◆ SELECTED EXTRACT:
Newport Power Station

The closest thing in Victoria to a CCGT plant is probably Newport, a now-superceded technology known as gas-fired steam cycle (pretty much like a coal-fired plant but with a gas-fired boiler). In terms of operating profile, Newport was already struggling in the early 2010’s and somewhat unexpectedly made something of a comeback after Hazelwood’s retirement in Q1 2017.

But we can see that in 2020 the plant’s profile returned to being much more intermittent, while the Volume Weighted Average (VWA) price series shows its operation clearly being targeted at periods of relatively high spot price – not surprising given its lower efficiency and significantly higher short run marginal cost than CCGT plant.

Pelican Point Power Station

Across in South Australia, Pelican Point was the first CCGT built in the NEM, commissioned in 2000, but from as early as 2013 its operating profile declined to very low levels, until it returned in mid-2017 to much more typical profile for a CCGT in the 60-70% capacity factor range. The reasons for its changes in operating regime are quite complex, but two key factors in its recent resurgence are that:

  • with the retirement of the coal-fired Northern Power Station in May 2016, Pelican Point became the lowest marginal cost thermal power station in South Australia, and
  • one of its recent roles has been in maintaining “system strength” in South Australia under direction from AEMO. This involves the station being directed to run (and being compensated for doing so) during periods of low price when it would otherwise go offline for economic reasons.

◆ DATA ENTRIES:
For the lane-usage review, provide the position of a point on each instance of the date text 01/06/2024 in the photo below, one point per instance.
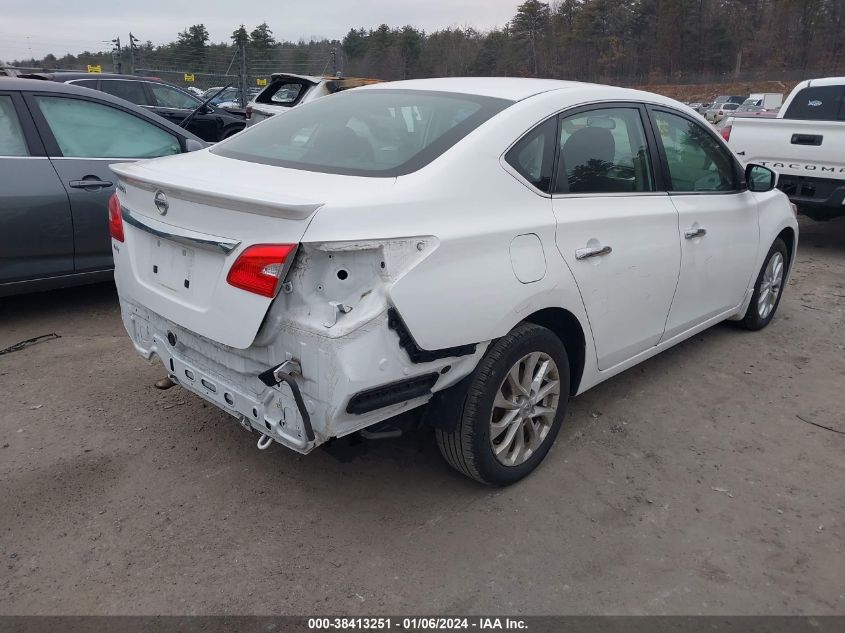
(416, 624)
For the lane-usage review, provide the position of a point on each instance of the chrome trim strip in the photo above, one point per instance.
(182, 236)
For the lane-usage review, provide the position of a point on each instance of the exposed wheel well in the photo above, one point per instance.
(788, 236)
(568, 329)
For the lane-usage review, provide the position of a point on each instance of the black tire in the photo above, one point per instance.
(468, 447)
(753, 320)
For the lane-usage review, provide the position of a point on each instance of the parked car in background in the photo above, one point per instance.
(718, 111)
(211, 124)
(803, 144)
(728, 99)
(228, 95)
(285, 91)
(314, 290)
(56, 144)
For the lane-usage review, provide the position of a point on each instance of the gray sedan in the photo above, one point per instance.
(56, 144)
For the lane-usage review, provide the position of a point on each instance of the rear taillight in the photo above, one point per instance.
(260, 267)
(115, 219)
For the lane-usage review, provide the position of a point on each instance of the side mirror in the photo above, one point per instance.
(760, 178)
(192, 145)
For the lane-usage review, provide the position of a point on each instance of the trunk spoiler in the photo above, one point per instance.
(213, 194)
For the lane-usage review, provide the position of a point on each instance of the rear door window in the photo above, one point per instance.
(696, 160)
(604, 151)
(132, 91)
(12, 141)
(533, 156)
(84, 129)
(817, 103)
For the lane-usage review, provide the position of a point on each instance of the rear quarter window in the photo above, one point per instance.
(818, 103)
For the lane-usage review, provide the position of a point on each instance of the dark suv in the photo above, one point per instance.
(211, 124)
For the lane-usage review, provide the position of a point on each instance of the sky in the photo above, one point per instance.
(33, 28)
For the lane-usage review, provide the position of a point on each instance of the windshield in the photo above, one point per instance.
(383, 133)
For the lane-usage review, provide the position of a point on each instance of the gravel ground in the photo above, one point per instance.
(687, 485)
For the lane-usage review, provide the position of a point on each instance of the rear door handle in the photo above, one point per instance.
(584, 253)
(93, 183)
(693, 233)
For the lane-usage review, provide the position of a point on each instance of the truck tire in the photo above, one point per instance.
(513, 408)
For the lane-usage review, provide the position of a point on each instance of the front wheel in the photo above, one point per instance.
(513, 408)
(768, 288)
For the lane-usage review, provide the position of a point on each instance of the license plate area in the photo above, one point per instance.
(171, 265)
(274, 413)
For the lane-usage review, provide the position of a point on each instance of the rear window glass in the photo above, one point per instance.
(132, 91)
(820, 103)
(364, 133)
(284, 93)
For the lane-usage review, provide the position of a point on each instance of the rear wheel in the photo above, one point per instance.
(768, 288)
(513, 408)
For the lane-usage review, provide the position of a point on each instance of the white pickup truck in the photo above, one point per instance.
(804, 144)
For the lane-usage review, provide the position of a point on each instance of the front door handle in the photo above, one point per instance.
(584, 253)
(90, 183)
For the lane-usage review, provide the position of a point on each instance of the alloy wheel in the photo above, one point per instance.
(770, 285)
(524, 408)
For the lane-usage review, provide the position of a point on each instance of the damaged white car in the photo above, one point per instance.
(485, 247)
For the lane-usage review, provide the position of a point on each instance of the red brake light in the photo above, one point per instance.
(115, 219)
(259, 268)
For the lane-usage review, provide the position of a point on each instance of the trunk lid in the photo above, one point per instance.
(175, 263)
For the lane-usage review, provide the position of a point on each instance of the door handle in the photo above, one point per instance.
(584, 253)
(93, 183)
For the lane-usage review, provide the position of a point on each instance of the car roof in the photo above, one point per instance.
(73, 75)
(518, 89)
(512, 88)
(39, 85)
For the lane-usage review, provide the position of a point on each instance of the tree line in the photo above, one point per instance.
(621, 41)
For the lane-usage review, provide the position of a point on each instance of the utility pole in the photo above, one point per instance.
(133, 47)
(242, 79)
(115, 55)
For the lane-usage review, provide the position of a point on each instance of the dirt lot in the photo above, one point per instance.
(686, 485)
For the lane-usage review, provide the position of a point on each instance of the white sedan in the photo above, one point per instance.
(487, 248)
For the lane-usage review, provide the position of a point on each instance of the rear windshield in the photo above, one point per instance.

◆ PROBLEMS AND TASKS:
• a. Can you summarize the passage on gas-fired power stations in two sentences?
• b. In the passage on gas-fired power stations, in what year was Pelican Point commissioned?
• c. Could you continue the passage on gas-fired power stations from the point after its final bullet?

◆ REPLIES:
• a. Newport, a gas-fired steam cycle plant in Victoria, made a comeback after Hazelwood retired in Q1 2017, but in 2020 it ran much more intermittently and was targeted at periods of relatively high spot price because of its lower efficiency and higher short run marginal cost. Pelican Point in South Australia, the first CCGT built in the NEM, ran at very low levels from 2013 until mid-2017, when it returned to a typical 60-70% capacity factor after becoming the state's lowest marginal cost thermal station and being directed by AEMO to run for system strength.

• b. Pelican Point was commissioned in 2000.

• c.
Torrens Island B Power Station

For comparison with Pelican Point I’ve included the profile for one of the four units at AGL’s Torrens Island B station in South Australia, employing the same gas-fired steam cycle design as Newport. Overall this shows probably the least change in operating regime across the last decade for any of the gas plants covered here.

Tamar Valley Power Station

Finally, anyone looking in 2020 GSD for Tasmania’s only CCGT plant at Tamar Valley won’t find it, because it didn’t run at all in 2020, having been in effect mothballed in May 2019. But prior to that we again see, from the equivalent page of the 2019 GSD, that its utilisation plunged after 2012.

 

 

While there were various individual factors affecting the different CCGT stations highlighted above, it’s clear that their running regimes have become much more variable and in most cases their utilisation lower – often much lower – over the last 5 or 6 years as the energy transition has picked up speed. And although these stations are more physically flexible than coal-fired plant, these changes probably haven’t been good news for their economics.

 

An Overall Picture

As I noted earlier, more of the NEM’s recently built gas-fired generation has been the less efficient but even more flexible open cycle gas turbine technology. Without looking at every one of these stations in detail, would including them change the picture for recent trends in the amount of gas-generated electricity in the NEM?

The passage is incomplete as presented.